→ Your task
Answer these questions about the excerpt on cash flow and liquidity below:
1. By how much did distributable cash flow increase for the year ended December 31, 2011?
2. What is the amount of the note receivable from Anadarko?
3. Who determines the amount of future distributions to unitholders, and how often?

--- Begin Excerpt ---

Distributable cash flow increased by $81.9 million for the year ended December 31, 2011, primarily due to the $97.0 million increase in Adjusted EBITDA and a $0.3 million decrease in cash paid for income taxes, partially offset by a $12.0 million increase in net cash paid for interest expense and a $3.4 million increase in cash paid for maintenance capital expenditures.
LIQUIDITY AND CAPITAL RESOURCES
Our primary cash requirements are for acquisitions and other capital expenditures, debt service, customary operating expenses, quarterly distributions to our limited partners and general partner, and distributions to our noncontrolling interest owner. Our sources of liquidity as of December 31, 2012, included cash and cash equivalents, cash flows generated from operations, including interest income on our $260.0 million note receivable from Anadarko, available borrowing capacity under our RCF, and issuances of additional equity or debt securities. We believe that cash flows generated from these sources will be sufficient to satisfy our short-term working capital requirements and long-term maintenance and expansion capital expenditure requirements. The amount of future distributions to unitholders will depend on our results of operations, financial condition, capital requirements and other factors, and will be determined by the board of directors of our general partner on a quarterly basis. Due to our cash distribution policy, we expect to rely on external financing sources, including equity and debt issuances, to fund expansion capital expenditures, and fund future acquisitions. However, to limit interest expense, we may use operating cash flows to fund expansion capital expenditures or acquisitions, which could result in subsequent borrowings under our RCF to pay distributions or fund other short-term working capital requirements.

--- End Excerpt ---
--- Begin Supplied information ---

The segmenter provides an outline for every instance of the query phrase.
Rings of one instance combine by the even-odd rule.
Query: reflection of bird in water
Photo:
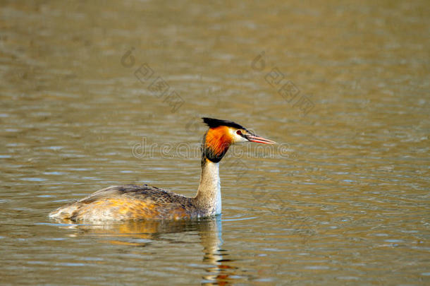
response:
[[[157,241],[167,242],[173,244],[172,250],[178,247],[178,243],[188,244],[188,238],[195,242],[196,237],[175,235],[175,238],[171,236],[166,238],[164,234],[197,232],[203,247],[202,262],[205,266],[202,285],[228,285],[234,280],[231,276],[237,276],[238,268],[229,265],[232,261],[226,258],[228,253],[221,248],[223,240],[219,216],[199,220],[129,220],[118,224],[70,225],[60,227],[76,230],[75,234],[70,234],[73,237],[99,237],[102,242],[119,246],[151,248]],[[178,237],[180,237],[180,241]]]
[[[230,121],[203,118],[209,130],[203,138],[202,174],[195,197],[188,198],[144,186],[110,186],[62,206],[49,217],[72,221],[178,220],[203,218],[221,212],[219,163],[235,143],[273,144]]]

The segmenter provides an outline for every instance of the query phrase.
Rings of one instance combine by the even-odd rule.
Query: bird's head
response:
[[[233,121],[208,117],[203,117],[202,119],[209,128],[203,138],[203,155],[214,162],[221,161],[233,144],[243,142],[276,143],[271,140],[258,136]]]

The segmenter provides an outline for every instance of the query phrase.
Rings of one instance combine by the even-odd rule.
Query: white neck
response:
[[[199,207],[206,213],[206,215],[221,213],[221,181],[219,179],[219,163],[214,163],[206,158],[202,164],[200,185],[195,199]]]

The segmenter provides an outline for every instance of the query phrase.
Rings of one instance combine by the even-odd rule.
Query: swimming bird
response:
[[[109,221],[179,220],[221,213],[219,162],[235,143],[274,141],[255,135],[237,123],[203,117],[209,129],[202,144],[202,174],[195,197],[187,197],[147,184],[113,186],[59,208],[49,217],[60,220]]]

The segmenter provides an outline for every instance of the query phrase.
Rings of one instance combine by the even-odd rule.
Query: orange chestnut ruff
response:
[[[204,152],[213,162],[219,162],[233,142],[228,126],[209,128],[204,136]]]

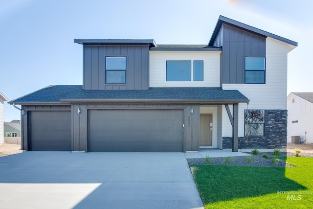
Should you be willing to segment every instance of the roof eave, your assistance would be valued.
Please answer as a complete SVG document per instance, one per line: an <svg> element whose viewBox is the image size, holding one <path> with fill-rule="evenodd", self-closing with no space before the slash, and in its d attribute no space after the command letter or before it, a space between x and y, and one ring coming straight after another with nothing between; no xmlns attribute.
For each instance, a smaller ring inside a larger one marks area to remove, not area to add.
<svg viewBox="0 0 313 209"><path fill-rule="evenodd" d="M20 105L70 105L70 103L61 102L19 102L15 101L10 101L8 102L8 104L11 105L17 104Z"/></svg>
<svg viewBox="0 0 313 209"><path fill-rule="evenodd" d="M61 99L60 100L62 102L70 103L203 103L210 104L227 104L239 103L246 103L250 100L249 99Z"/></svg>
<svg viewBox="0 0 313 209"><path fill-rule="evenodd" d="M151 48L150 51L222 51L221 48L165 48L165 47L154 47Z"/></svg>
<svg viewBox="0 0 313 209"><path fill-rule="evenodd" d="M154 39L74 39L74 42L83 45L149 44L150 47L156 46Z"/></svg>

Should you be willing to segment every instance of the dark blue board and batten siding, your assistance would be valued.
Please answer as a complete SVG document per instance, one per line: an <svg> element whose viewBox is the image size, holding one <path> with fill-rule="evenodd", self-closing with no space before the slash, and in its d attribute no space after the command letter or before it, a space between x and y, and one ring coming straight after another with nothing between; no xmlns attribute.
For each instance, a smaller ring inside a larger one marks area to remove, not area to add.
<svg viewBox="0 0 313 209"><path fill-rule="evenodd" d="M245 57L265 57L266 38L223 23L214 46L222 46L221 85L245 83Z"/></svg>
<svg viewBox="0 0 313 209"><path fill-rule="evenodd" d="M85 90L145 90L149 89L149 45L84 46ZM106 56L126 57L126 83L105 83Z"/></svg>

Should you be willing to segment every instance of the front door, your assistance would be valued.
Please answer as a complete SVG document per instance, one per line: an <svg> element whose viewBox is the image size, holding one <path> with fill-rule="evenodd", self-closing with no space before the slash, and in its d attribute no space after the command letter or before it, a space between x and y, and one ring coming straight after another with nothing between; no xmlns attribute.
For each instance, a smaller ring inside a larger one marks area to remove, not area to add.
<svg viewBox="0 0 313 209"><path fill-rule="evenodd" d="M200 114L200 146L212 146L212 114Z"/></svg>

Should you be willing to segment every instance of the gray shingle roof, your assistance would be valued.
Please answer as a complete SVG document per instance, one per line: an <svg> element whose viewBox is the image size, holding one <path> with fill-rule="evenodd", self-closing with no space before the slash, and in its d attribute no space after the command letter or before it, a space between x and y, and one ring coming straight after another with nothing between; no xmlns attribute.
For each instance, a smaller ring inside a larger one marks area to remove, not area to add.
<svg viewBox="0 0 313 209"><path fill-rule="evenodd" d="M313 103L313 93L312 92L302 92L302 93L295 93L292 92L294 94L298 96L309 101L310 102Z"/></svg>
<svg viewBox="0 0 313 209"><path fill-rule="evenodd" d="M220 88L151 88L148 90L83 90L82 86L50 86L8 102L10 104L58 102L60 100L177 100L223 102L248 101L237 90Z"/></svg>

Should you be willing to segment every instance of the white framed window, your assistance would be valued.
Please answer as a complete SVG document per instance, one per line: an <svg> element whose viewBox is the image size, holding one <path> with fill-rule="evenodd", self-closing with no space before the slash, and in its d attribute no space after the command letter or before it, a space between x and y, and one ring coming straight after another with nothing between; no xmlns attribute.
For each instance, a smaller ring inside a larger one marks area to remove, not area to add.
<svg viewBox="0 0 313 209"><path fill-rule="evenodd" d="M6 132L5 136L6 137L17 137L18 133L16 132Z"/></svg>
<svg viewBox="0 0 313 209"><path fill-rule="evenodd" d="M245 83L265 83L265 57L245 58Z"/></svg>
<svg viewBox="0 0 313 209"><path fill-rule="evenodd" d="M106 83L126 83L126 57L106 57Z"/></svg>

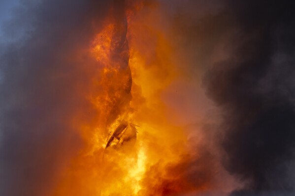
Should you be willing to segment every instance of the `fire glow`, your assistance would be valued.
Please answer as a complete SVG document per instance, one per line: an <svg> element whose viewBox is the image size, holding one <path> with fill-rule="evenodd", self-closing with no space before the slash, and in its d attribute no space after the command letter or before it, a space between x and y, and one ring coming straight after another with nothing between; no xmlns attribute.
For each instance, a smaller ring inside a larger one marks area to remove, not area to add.
<svg viewBox="0 0 295 196"><path fill-rule="evenodd" d="M163 100L181 74L172 47L163 29L150 24L157 14L141 11L139 1L128 2L126 8L123 2L114 1L90 44L98 66L95 90L87 99L96 122L75 123L86 145L63 172L54 195L164 196L210 189L207 177L187 179L189 168L197 173L210 166L191 165L197 152L188 144L184 128L168 117L175 114Z"/></svg>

--- End Supplied information ---

→ Exercise response
1. $81.9 million
2. $260.0 million
3. The board of directors of the general partner, on a quarterly basis